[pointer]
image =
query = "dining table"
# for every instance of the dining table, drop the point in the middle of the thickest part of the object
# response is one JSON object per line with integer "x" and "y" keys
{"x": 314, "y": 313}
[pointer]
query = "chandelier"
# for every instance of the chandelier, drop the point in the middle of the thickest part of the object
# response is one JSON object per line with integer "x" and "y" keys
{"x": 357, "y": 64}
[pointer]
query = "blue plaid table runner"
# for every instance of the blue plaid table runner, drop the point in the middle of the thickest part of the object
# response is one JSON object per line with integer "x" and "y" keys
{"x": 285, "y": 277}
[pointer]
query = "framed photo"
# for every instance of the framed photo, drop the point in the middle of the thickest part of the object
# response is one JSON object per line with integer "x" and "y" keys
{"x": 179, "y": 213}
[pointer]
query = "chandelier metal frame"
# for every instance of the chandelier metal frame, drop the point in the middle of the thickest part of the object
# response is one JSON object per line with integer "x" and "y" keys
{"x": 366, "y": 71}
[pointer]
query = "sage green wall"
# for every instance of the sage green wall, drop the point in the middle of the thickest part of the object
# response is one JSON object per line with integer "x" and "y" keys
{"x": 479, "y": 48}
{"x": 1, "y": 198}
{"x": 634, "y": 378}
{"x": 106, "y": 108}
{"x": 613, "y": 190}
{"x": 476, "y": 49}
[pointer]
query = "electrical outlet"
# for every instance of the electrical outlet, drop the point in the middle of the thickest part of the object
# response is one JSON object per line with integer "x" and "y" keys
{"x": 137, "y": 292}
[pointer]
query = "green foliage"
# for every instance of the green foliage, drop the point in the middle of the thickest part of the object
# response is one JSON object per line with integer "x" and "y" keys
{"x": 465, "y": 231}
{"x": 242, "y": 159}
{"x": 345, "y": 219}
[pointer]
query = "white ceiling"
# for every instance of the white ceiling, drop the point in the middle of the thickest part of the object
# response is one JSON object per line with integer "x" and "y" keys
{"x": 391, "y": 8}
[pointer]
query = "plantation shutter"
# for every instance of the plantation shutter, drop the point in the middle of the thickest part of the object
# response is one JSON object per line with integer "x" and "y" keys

§ §

**EXERCISE PROMPT:** Print the records above exactly as they appear.

**FULL SOLUTION:**
[pointer]
image =
query = "dining table"
# for every instance of the dining table, drop the point in the middle of the thickest part of the object
# response is one JSON object per line with integer "x" and "y" keys
{"x": 314, "y": 313}
[pointer]
query = "chandelier"
# for every instance of the chandelier, drop the point in the middle of the thickest part of the object
# response is one JSON object per line with integer "x" and "y" keys
{"x": 357, "y": 64}
[pointer]
query = "blue plaid table runner"
# for every instance of the blue plaid table runner, drop the point in the middle of the thickest part of the object
# response is one JSON object per line with integer "x" and "y" keys
{"x": 285, "y": 277}
[pointer]
query = "framed photo"
# for every instance of the framed photo, drop the point in the middle of the thickest part of the object
# response is one JSON object per line with integer "x" and "y" keys
{"x": 179, "y": 213}
[pointer]
query = "chandelier metal frame"
# for every instance of the chandelier metal frame, drop the point in the middle of the thickest part of the object
# response is one JSON object per line with integer "x" and "y" keys
{"x": 366, "y": 71}
[pointer]
query = "sage green wall"
# for every instance of the sage green wall, drop the point in the middle of the thickest part of the object
# response is one JSON object per line with integer "x" and "y" keys
{"x": 479, "y": 48}
{"x": 1, "y": 198}
{"x": 634, "y": 378}
{"x": 106, "y": 108}
{"x": 613, "y": 190}
{"x": 476, "y": 49}
[pointer]
query = "electrical outlet"
# for every instance of the electrical outlet, drop the point in the middle of the thickest part of the object
# response is one JSON object per line with integer "x" and "y" keys
{"x": 137, "y": 292}
[pointer]
query = "green foliage"
# for every instance of the green foliage, drop the point in the middle of the thickest part of the object
# response is one JSON object per line with integer "x" and "y" keys
{"x": 465, "y": 231}
{"x": 242, "y": 159}
{"x": 345, "y": 219}
[pointer]
query = "white ceiling"
# for every instance of the white ceiling, drop the point in the middle of the thickest part of the object
# response is one JSON object per line with integer "x" and "y" keys
{"x": 391, "y": 8}
[pointer]
query = "plantation shutter"
# for every instance of the plantation shutter, drop the point in the middle of the thickest part of the object
# response is one JSON object per line with integer "x" and "y" keys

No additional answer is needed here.